Without skipping anything, write out each record below exactly.

** BEGIN **

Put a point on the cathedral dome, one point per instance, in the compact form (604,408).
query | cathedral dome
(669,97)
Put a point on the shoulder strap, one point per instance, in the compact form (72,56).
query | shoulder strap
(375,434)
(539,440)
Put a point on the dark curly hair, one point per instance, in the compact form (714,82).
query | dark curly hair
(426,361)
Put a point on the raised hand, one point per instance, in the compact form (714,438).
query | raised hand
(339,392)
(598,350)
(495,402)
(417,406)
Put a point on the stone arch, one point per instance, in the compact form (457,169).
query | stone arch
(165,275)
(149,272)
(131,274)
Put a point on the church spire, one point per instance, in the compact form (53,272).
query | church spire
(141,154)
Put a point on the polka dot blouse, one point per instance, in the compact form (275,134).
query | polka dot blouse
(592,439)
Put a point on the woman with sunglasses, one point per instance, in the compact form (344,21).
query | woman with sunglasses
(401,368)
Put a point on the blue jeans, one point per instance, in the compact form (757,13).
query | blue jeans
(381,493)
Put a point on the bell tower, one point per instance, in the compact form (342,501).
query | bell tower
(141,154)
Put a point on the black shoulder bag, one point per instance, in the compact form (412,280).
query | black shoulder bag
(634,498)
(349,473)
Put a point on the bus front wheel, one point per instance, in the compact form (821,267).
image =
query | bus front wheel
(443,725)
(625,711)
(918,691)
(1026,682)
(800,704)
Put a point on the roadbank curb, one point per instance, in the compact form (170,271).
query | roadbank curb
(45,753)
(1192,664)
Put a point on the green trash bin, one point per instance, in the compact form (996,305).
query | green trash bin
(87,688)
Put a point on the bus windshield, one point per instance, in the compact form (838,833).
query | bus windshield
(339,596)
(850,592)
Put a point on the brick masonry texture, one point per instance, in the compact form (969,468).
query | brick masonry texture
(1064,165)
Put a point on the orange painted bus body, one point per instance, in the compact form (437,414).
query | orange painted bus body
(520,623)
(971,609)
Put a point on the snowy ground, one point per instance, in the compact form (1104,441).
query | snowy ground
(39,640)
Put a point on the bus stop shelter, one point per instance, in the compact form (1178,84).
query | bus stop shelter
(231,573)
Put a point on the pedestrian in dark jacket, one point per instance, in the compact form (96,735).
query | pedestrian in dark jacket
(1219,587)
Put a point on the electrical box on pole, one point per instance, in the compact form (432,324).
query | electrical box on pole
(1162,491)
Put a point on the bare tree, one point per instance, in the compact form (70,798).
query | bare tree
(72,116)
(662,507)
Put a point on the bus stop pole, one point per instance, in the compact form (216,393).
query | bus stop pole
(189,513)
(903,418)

** END **

Worked answer -
Put a point on the cathedral dome, one point per instance, in the compact form (604,408).
query | cathedral dome
(669,97)
Put a point on the shoulder strap, one point per instance, in the compact form (72,56).
query | shoulder strap
(375,434)
(539,440)
Put a point on the dark curly hair, one point per instance, in the compact form (714,82).
query | dark curly hair
(426,361)
Put a point on the raised hand, one point per instance, in the compact form (714,438).
query | raised hand
(339,392)
(598,350)
(495,402)
(417,406)
Put a point on the stone arch, one point per instance, in the compact form (457,169).
query | stone arch
(165,275)
(149,272)
(131,274)
Put a point on the church spire, one point per instance, in the compact form (53,272).
query | church spire
(141,154)
Put a point on the polka dot blouse, one point per instance, in the compact form (275,134).
query | polka dot blouse
(592,439)
Put a point on the woman with sunglasses, one point per instance, in the compact form (344,21).
query | woman with sunglasses
(401,368)
Put a point on the blue jeans, one point per instance, in the compact form (757,13).
query | blue jeans
(381,493)
Put a point on the bell tower, one point per instance, in the compact form (342,501).
query | bell tower
(141,154)
Put a point on the black shoulder bag, one point per instance, in the compact form (412,280).
query | black shoulder bag
(634,498)
(349,473)
Put a point on the bus front wheel, one point per instance, in the compact form (821,267).
image =
query | bus front wheel
(443,725)
(625,711)
(918,691)
(1026,682)
(800,704)
Put a point on the roadbank curb, one point per instance, in the compact form (170,271).
query | roadbank curb
(45,753)
(1192,664)
Put a point on the green trash bin, one point per instance, in the compact form (996,305).
query | green trash bin
(87,688)
Put a point on the bus windshield, one point per instance, in the compact form (838,833).
query | bus windshield
(339,596)
(850,592)
Put a point on the brick masonry texture, one point per instance, in the compact form (969,468).
query | brick masonry texture
(1064,165)
Put a point on the orange painted bus body, one point per instance, in the compact form (437,414).
query | orange painted bus body
(520,623)
(971,609)
Put a point on the snowy ground, one point per instance, in the compact form (1104,441).
query | snowy ground
(39,640)
Put a point on the bus stop shelter, one point per instance, in the compact form (1178,84).
query | bus stop shelter
(231,573)
Put a point on the pedestrian in dark jacket, one point per instance, in the compact form (96,735).
query | pedestrian in dark jacket
(1219,587)
Put a point on the electrical box on pole, one point per instance, in the compact form (432,324).
query | electrical box on pole
(1162,491)
Put a point on the bare tree, one point per instance, in the compact form (70,798).
query | bare tree
(72,116)
(662,507)
Put a point on the bus stop pole, one point per instance, in the compact form (216,393).
query | bus stop pole
(189,513)
(903,418)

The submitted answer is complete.